- THE TASK: Every line below should be repeated exactly.

- PROVIDED RECORDS:
◆ ◆ ◆ ◆ ◆
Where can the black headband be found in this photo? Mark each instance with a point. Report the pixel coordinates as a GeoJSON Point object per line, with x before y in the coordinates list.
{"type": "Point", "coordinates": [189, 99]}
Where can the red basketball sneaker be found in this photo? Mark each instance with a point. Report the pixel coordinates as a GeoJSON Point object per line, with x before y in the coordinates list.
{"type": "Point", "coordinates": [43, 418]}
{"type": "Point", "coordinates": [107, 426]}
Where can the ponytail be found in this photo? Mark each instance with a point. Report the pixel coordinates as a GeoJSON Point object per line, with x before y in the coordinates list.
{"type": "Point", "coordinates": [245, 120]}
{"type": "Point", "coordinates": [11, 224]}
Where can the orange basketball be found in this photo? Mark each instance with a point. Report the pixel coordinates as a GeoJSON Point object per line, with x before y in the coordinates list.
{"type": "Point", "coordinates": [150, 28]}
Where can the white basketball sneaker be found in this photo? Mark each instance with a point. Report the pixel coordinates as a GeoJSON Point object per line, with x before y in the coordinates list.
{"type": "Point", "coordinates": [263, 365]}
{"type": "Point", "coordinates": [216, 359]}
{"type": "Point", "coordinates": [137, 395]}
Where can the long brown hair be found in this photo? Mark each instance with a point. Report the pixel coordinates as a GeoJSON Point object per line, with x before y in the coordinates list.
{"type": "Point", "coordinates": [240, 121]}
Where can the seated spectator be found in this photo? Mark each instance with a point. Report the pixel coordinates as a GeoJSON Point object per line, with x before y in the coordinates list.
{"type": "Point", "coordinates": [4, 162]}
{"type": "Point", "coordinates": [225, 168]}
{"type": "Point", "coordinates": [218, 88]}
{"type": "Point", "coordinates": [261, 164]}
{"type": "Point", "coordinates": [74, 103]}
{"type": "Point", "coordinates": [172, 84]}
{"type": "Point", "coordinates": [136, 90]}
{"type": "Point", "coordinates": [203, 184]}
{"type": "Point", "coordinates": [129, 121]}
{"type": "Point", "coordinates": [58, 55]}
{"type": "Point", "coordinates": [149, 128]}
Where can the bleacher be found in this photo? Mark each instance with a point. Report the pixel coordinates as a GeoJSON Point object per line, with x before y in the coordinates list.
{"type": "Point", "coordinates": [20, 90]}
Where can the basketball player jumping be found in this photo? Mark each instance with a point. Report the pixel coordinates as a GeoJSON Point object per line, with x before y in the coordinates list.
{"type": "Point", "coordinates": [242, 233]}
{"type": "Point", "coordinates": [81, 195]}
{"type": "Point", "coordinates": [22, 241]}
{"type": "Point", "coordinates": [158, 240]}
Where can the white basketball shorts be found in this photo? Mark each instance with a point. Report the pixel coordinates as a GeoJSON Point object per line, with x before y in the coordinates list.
◆ ◆ ◆ ◆ ◆
- SOLUTION TO THIS EXERCISE:
Where can the black headband be found in this photo? Mark each instance with a point. Report the pixel coordinates as a GeoJSON Point object per line, with x before y in the coordinates list.
{"type": "Point", "coordinates": [189, 99]}
Where can the red basketball sneaker be found in this photo? Mark each instance with a point. Report the pixel coordinates as a GeoJSON Point object per line, with x before y in the coordinates list.
{"type": "Point", "coordinates": [43, 418]}
{"type": "Point", "coordinates": [107, 426]}
Where can the ponytail be found in this photo? Mark each instance with a point. Report the pixel coordinates as a GeoJSON Point object per line, with x before y in the coordinates list.
{"type": "Point", "coordinates": [245, 120]}
{"type": "Point", "coordinates": [11, 224]}
Where can the orange basketball be found in this photo? Mark each instance with a point. Report the pixel coordinates as a GeoJSON Point object per line, with x before y in the coordinates list.
{"type": "Point", "coordinates": [150, 28]}
Where can the white basketball sneaker be found in this photo? Mark each instance with a point. Report the pixel coordinates as a GeoJSON Point object per line, with x before y in the coordinates list.
{"type": "Point", "coordinates": [263, 365]}
{"type": "Point", "coordinates": [216, 359]}
{"type": "Point", "coordinates": [137, 395]}
Where can the long brown hair be found in this photo? Mark each instance with a point. Report the pixel coordinates as a GeoJSON Point object per line, with x before y in the coordinates list.
{"type": "Point", "coordinates": [240, 121]}
Where can the seated spectator be found in this photo? Mark each instance with a point. Report the pixel coordinates as a GeoJSON Point object per line, with x before y in the coordinates list.
{"type": "Point", "coordinates": [4, 162]}
{"type": "Point", "coordinates": [225, 168]}
{"type": "Point", "coordinates": [218, 88]}
{"type": "Point", "coordinates": [261, 164]}
{"type": "Point", "coordinates": [74, 103]}
{"type": "Point", "coordinates": [172, 84]}
{"type": "Point", "coordinates": [136, 90]}
{"type": "Point", "coordinates": [203, 184]}
{"type": "Point", "coordinates": [129, 121]}
{"type": "Point", "coordinates": [58, 55]}
{"type": "Point", "coordinates": [149, 128]}
Where can the bleacher be found in this photo? Mark each instance with a point. Report the pixel coordinates as a GeoJSON Point object per line, with x before y in the coordinates list.
{"type": "Point", "coordinates": [20, 90]}
Where can the basketball player jumping be found in this photo? Mark each instance with a point. Report the pixel coordinates as a GeoJSON Point object per line, with x before y in the coordinates list.
{"type": "Point", "coordinates": [242, 233]}
{"type": "Point", "coordinates": [81, 195]}
{"type": "Point", "coordinates": [22, 241]}
{"type": "Point", "coordinates": [158, 240]}
Where can the white basketball shorts be found in this photo? Mark each instance with a point. Report the pixel coordinates as a GeoJSON Point object per line, with x before y in the coordinates list.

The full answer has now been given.